Less than a month from the primary election, Morse and Bateson remain locked in a fierce fight for party votes. With McClintock expected to advance to the general election thanks to GOP support, the two thirty-something women are essentially battling for the second slot in California's "top-two" primary system. Two other Democrats and another Republican are also running, but have struggled to gain traction.
The Bateson campaign said it received reassurances from the DCCC that they did not plan to endorse in the race. They provided an e-mail to The Bee from a party official last fall saying he did not think it was "likely that we would intervene."
But that doesn't mean the national party isn't working behind the scenes to boost a particular candidate. Hoyer, Pelosi and DCCC Chairman Ben Ray Lujan tend to operate in lockstep when it comes to House campaigns. And as Hoyer made clear to Tilleman in the audio recording, the national party regularly provides "invisible assistance" to a chosen candidate, long before they come out and back them publicly.

◆ Direction A ◆
Change "keypoint" to "target point" in the entries starting at the line containing "Definition first: for each instance of the dark" and ending at the line containing "[[210, 149], [76, 138]]", and give those lines with nothing else altered.
These entries are unrelated to the election report.

Dataset entries on pointing at objects:

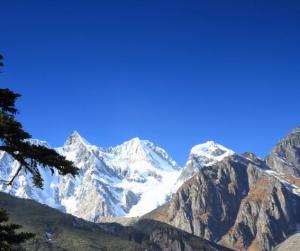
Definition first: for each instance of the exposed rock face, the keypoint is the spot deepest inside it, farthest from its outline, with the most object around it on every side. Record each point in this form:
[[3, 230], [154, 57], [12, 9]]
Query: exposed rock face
[[267, 215], [208, 203], [285, 156], [237, 202], [290, 244]]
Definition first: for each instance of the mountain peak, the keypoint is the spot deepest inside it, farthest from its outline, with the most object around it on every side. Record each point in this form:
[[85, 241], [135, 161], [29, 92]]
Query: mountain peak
[[75, 138], [210, 149], [296, 130]]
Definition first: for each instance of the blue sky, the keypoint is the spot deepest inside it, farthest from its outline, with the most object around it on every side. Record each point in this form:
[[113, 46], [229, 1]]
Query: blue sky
[[175, 72]]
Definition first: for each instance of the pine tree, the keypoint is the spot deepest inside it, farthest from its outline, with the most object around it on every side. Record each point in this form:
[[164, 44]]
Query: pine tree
[[9, 238], [14, 141]]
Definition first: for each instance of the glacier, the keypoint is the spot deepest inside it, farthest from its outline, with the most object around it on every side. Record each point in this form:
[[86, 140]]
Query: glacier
[[129, 180]]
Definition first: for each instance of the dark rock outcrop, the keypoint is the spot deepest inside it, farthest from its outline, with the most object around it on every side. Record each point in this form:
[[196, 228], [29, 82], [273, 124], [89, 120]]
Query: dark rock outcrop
[[285, 156]]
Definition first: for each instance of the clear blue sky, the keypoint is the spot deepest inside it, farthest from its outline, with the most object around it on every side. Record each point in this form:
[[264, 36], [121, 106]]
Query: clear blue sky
[[175, 72]]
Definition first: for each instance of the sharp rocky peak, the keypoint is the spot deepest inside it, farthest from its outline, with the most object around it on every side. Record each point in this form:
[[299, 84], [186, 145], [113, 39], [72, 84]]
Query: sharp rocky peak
[[210, 149], [76, 138]]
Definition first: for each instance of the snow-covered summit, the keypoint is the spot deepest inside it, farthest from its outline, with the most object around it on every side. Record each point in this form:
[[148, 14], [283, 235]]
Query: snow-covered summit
[[210, 152], [76, 138], [127, 180], [201, 155]]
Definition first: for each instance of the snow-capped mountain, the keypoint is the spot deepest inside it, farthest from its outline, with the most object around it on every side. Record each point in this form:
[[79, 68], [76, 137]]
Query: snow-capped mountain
[[201, 155], [130, 179]]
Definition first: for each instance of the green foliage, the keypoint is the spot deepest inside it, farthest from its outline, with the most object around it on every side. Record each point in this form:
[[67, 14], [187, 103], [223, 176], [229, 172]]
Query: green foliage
[[14, 141], [8, 235]]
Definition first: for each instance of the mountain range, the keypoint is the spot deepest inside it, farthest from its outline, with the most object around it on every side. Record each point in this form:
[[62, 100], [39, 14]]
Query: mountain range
[[239, 201]]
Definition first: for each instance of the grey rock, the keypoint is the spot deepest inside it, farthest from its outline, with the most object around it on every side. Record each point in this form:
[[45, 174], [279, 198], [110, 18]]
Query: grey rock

◆ Direction B ◆
Copy the passage of the election report starting at "But that doesn't" and ending at "back them publicly.", word for word.

◆ Written answer A ◆
Definition first: for each instance of the dark rock outcrop, the target point is the spot deepest inside it, farthest from its outline, with the most object around it on every side. Record each point in this form:
[[196, 228], [29, 82], [273, 124], [89, 120]]
Query: dark rock outcrop
[[285, 156]]
Definition first: for each instance of the clear blue sky, the target point is the spot deepest inside it, farthest from its outline, with the most object around it on every side. Record each point in this form:
[[264, 36], [121, 106]]
Query: clear blue sky
[[175, 72]]
Definition first: for each instance of the sharp rocky peak, the target point is the spot deepest inside it, farthest from its outline, with the most object around it on every side. Record each point in this form:
[[299, 84], [186, 145], [113, 39], [72, 84]]
Query: sharp rocky peak
[[210, 149], [76, 138]]

◆ Written answer B ◆
But that doesn't mean the national party isn't working behind the scenes to boost a particular candidate. Hoyer, Pelosi and DCCC Chairman Ben Ray Lujan tend to operate in lockstep when it comes to House campaigns. And as Hoyer made clear to Tilleman in the audio recording, the national party regularly provides "invisible assistance" to a chosen candidate, long before they come out and back them publicly.